--- BEGIN ---

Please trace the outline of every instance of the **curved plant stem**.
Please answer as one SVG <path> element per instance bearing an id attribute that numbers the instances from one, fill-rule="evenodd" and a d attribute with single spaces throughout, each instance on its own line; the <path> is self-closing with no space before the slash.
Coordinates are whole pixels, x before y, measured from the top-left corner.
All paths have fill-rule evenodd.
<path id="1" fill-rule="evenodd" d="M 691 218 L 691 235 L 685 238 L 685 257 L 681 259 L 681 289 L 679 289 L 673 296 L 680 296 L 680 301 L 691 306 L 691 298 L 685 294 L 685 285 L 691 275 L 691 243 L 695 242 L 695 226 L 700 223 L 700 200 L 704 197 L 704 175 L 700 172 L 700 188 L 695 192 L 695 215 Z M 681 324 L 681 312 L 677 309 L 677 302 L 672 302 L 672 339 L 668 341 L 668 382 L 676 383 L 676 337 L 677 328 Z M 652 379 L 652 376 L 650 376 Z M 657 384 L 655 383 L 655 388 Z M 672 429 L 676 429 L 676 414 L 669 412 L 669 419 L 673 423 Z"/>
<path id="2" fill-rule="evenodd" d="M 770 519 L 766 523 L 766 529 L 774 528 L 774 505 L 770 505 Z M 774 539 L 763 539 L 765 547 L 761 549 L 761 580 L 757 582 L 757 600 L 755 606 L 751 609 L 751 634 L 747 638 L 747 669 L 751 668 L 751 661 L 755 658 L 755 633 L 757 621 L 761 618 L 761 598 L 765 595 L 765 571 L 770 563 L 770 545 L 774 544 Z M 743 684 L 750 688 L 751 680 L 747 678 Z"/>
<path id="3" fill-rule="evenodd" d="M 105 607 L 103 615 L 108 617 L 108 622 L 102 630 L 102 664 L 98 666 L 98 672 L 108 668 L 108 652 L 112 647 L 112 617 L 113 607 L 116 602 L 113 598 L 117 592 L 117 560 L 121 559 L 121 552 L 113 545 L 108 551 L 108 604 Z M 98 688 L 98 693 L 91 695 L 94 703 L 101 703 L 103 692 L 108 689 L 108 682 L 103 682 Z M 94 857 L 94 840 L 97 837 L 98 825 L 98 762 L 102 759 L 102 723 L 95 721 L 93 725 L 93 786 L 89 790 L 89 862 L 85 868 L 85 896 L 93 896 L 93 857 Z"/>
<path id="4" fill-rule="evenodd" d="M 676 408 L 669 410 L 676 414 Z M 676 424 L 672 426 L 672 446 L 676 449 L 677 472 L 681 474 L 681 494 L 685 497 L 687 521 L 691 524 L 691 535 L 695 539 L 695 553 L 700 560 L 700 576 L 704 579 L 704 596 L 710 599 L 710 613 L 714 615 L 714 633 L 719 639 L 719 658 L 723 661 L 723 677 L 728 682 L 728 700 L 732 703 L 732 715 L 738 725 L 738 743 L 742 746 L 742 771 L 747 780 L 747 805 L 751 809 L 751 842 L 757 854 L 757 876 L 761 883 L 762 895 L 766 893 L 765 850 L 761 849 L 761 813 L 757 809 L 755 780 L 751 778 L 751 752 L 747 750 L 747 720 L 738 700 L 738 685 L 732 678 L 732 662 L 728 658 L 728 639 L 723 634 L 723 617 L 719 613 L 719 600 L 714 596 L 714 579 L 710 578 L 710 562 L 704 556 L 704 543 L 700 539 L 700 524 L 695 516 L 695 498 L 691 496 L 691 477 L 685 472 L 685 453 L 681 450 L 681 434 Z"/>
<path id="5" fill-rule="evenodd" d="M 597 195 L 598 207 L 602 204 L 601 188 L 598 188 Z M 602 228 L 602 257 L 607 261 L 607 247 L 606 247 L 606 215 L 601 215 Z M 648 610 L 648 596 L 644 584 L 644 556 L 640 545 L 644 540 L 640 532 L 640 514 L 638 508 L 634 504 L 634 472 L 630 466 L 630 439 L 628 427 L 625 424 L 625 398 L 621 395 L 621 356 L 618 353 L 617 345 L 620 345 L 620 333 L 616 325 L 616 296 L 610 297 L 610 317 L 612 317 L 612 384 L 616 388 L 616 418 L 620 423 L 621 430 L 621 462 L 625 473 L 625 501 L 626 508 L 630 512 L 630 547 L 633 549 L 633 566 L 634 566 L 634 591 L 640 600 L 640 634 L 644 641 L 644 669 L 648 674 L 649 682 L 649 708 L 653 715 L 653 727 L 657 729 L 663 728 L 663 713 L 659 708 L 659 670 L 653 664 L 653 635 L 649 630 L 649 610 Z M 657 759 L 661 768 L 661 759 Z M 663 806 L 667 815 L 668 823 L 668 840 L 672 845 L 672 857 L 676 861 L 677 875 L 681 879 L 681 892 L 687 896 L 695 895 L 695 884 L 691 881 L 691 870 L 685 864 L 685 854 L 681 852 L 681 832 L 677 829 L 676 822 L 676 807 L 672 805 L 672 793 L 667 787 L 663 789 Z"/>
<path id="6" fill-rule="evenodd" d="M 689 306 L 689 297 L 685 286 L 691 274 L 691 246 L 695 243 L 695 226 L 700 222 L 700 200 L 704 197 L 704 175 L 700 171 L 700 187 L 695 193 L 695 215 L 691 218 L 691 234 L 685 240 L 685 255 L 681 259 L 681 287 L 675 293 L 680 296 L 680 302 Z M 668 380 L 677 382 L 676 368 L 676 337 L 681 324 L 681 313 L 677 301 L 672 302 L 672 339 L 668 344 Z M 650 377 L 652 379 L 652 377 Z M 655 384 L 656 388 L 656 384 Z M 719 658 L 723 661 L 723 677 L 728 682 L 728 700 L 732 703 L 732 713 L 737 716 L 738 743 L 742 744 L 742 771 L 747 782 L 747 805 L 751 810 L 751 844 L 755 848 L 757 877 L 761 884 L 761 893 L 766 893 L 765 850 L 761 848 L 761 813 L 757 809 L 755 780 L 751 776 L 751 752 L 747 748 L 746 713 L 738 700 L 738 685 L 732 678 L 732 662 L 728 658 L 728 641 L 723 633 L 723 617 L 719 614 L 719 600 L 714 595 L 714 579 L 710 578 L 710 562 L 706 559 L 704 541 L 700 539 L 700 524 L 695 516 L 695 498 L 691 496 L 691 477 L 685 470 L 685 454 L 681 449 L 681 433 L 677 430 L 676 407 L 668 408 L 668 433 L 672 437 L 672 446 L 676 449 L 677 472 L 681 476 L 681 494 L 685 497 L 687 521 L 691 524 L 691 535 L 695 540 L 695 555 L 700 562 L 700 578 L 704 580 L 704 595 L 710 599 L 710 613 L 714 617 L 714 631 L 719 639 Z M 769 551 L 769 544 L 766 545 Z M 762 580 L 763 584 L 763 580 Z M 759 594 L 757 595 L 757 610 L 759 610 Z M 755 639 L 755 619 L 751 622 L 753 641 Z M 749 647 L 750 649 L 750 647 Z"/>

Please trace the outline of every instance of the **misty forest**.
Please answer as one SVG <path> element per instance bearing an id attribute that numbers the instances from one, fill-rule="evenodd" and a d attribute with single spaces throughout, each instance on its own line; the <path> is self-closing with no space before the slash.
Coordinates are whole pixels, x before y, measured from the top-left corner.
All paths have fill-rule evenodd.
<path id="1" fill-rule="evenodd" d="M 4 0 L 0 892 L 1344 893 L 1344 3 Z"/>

--- END ---

- **EXERCISE DESCRIPTION**
Give every line of the data from its first line through the line that contains "105 607 L 103", inclusive, as a JSON list of strings with one string per line and no blank lines.

- **REPLY TO THE EXERCISE**
[
  "Please trace the outline of every instance of the **curved plant stem**.",
  "Please answer as one SVG <path> element per instance bearing an id attribute that numbers the instances from one, fill-rule=\"evenodd\" and a d attribute with single spaces throughout, each instance on its own line; the <path> is self-closing with no space before the slash.",
  "Coordinates are whole pixels, x before y, measured from the top-left corner.",
  "All paths have fill-rule evenodd.",
  "<path id=\"1\" fill-rule=\"evenodd\" d=\"M 691 218 L 691 235 L 685 238 L 685 257 L 681 259 L 681 289 L 679 289 L 673 296 L 680 296 L 680 301 L 691 306 L 691 298 L 685 294 L 685 285 L 691 275 L 691 243 L 695 242 L 695 226 L 700 223 L 700 200 L 704 197 L 704 175 L 700 172 L 700 188 L 695 192 L 695 215 Z M 681 324 L 681 312 L 677 309 L 677 302 L 672 302 L 672 339 L 668 341 L 668 382 L 676 383 L 676 337 L 677 328 Z M 652 379 L 652 376 L 650 376 Z M 657 384 L 655 383 L 655 388 Z M 672 429 L 676 429 L 676 414 L 669 412 L 669 419 L 673 423 Z\"/>",
  "<path id=\"2\" fill-rule=\"evenodd\" d=\"M 770 519 L 766 523 L 766 529 L 774 528 L 774 505 L 770 505 Z M 774 539 L 763 539 L 765 547 L 761 549 L 761 580 L 757 582 L 757 600 L 755 606 L 751 609 L 751 634 L 747 638 L 747 669 L 751 668 L 751 661 L 755 658 L 755 633 L 757 621 L 761 618 L 761 598 L 765 595 L 765 571 L 770 563 L 770 545 L 774 544 Z M 743 684 L 750 688 L 751 680 L 747 678 Z\"/>",
  "<path id=\"3\" fill-rule=\"evenodd\" d=\"M 105 607 L 103 615 L 108 617 L 108 622 L 102 630 L 102 664 L 98 666 L 98 672 L 108 668 L 108 652 L 112 647 L 112 617 L 113 607 L 116 602 L 113 598 L 117 592 L 117 560 L 121 559 L 121 552 L 113 545 L 108 551 L 108 604 Z M 98 688 L 98 693 L 91 695 L 94 703 L 101 703 L 103 692 L 108 689 L 108 682 L 103 682 Z M 94 857 L 94 840 L 97 837 L 98 825 L 98 762 L 102 759 L 102 723 L 95 721 L 93 725 L 93 786 L 89 790 L 89 862 L 85 868 L 85 896 L 93 896 L 93 857 Z\"/>"
]